*Aufgabe*. Gib an, in wie vielen Zeilen der folgenden Datensätze die Zeichenfolge „handle“ vorkommt, wobei Groß- und Kleinschreibung zu beachten ist. Antworte nur mit der Zahl.

▼

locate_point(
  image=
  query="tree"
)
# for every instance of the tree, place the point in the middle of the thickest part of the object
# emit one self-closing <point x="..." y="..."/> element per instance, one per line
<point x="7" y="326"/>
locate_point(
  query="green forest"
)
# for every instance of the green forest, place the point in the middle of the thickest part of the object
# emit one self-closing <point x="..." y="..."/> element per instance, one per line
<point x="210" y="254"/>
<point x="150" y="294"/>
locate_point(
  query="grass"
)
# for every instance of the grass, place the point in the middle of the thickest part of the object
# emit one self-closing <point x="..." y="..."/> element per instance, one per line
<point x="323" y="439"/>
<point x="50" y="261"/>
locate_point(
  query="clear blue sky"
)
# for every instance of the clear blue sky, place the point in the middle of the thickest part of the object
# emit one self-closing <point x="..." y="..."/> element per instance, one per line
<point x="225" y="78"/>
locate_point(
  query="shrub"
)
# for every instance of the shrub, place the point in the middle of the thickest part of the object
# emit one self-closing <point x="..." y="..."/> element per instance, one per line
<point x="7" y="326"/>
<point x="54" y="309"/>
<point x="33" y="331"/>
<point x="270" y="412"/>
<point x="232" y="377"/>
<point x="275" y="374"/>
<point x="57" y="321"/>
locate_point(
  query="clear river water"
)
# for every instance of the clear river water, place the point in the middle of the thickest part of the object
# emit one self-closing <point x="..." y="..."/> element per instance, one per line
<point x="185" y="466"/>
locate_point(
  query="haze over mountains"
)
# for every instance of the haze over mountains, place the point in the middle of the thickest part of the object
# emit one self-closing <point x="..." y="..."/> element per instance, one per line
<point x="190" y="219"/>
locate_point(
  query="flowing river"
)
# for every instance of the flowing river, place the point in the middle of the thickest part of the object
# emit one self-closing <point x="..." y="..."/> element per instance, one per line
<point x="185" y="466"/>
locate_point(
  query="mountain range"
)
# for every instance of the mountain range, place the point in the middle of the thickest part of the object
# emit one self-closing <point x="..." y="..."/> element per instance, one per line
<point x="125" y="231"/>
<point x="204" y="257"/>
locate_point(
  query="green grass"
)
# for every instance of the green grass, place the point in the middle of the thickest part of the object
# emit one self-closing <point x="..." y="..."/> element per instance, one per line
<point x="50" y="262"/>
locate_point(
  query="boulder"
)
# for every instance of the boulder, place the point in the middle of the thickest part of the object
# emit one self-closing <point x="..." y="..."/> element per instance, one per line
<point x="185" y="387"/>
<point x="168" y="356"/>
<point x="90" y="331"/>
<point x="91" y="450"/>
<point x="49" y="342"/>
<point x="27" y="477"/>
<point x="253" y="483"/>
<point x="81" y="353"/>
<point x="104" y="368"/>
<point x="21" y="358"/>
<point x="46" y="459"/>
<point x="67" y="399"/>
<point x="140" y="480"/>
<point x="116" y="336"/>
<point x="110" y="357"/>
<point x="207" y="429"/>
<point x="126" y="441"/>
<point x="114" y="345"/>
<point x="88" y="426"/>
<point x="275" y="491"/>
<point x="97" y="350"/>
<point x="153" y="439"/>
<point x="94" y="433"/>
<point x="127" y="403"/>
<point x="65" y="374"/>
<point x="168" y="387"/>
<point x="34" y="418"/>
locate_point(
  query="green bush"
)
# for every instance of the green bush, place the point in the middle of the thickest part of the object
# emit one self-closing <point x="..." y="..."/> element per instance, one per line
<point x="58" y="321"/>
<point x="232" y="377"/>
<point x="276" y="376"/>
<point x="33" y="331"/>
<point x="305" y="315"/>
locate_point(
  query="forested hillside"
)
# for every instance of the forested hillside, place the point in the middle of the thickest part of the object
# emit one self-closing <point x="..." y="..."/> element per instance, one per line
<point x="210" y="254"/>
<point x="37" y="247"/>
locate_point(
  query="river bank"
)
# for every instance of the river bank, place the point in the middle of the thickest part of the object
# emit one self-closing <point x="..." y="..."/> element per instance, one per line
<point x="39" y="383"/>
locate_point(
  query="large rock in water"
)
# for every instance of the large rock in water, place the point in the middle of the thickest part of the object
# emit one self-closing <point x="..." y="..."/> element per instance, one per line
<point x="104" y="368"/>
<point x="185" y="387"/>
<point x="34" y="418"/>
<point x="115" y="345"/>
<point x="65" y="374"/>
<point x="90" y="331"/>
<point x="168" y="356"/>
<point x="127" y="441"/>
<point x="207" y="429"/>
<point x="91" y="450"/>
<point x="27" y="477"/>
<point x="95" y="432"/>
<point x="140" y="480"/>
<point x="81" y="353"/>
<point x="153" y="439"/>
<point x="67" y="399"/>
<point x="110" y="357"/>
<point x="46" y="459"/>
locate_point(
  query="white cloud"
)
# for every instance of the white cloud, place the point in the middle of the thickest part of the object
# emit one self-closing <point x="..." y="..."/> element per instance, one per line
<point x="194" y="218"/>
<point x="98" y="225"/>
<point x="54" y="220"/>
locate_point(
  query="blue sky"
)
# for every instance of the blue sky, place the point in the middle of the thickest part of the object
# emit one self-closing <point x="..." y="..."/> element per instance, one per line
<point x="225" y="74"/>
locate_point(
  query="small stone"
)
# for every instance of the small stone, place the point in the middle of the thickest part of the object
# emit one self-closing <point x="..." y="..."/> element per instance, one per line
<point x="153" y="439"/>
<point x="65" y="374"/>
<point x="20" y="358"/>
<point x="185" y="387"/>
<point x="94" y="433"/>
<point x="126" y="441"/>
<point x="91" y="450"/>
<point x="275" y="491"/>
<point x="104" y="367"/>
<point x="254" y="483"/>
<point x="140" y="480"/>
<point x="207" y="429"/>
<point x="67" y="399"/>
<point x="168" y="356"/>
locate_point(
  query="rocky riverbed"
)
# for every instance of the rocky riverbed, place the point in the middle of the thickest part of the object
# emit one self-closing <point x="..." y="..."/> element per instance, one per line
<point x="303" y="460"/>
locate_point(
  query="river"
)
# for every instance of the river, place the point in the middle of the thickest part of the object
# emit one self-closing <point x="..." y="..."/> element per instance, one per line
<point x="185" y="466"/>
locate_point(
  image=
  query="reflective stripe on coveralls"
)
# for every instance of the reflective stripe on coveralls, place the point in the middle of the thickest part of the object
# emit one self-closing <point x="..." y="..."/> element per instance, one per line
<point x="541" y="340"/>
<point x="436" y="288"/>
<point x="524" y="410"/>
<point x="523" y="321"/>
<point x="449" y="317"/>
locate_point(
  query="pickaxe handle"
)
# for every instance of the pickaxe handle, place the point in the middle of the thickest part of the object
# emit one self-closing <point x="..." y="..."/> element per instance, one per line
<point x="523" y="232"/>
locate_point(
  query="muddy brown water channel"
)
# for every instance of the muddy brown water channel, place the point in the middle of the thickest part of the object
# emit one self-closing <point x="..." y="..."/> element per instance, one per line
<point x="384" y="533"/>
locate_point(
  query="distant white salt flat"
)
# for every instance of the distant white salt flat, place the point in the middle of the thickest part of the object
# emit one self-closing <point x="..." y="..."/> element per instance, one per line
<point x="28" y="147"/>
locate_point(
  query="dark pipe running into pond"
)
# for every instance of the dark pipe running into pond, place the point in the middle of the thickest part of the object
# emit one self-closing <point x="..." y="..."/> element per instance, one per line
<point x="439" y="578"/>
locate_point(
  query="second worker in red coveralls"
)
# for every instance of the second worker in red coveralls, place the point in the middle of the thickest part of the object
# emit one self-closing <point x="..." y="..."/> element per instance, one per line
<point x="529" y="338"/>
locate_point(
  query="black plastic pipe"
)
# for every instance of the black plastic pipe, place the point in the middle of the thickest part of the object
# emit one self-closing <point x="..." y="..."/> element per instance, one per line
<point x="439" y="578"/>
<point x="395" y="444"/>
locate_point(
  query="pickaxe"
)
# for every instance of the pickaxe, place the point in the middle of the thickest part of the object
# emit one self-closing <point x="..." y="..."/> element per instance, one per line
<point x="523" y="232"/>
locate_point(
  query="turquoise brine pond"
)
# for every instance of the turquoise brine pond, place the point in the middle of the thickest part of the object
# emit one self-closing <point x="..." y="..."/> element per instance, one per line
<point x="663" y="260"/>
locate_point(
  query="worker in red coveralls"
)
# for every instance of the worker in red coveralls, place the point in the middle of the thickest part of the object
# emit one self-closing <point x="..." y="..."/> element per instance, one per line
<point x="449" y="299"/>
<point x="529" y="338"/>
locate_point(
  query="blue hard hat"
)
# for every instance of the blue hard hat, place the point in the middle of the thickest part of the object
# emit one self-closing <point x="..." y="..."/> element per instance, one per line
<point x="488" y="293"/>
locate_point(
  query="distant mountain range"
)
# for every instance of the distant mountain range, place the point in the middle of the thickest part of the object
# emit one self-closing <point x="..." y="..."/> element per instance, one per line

▲

*Korrekte Ausgabe*. 2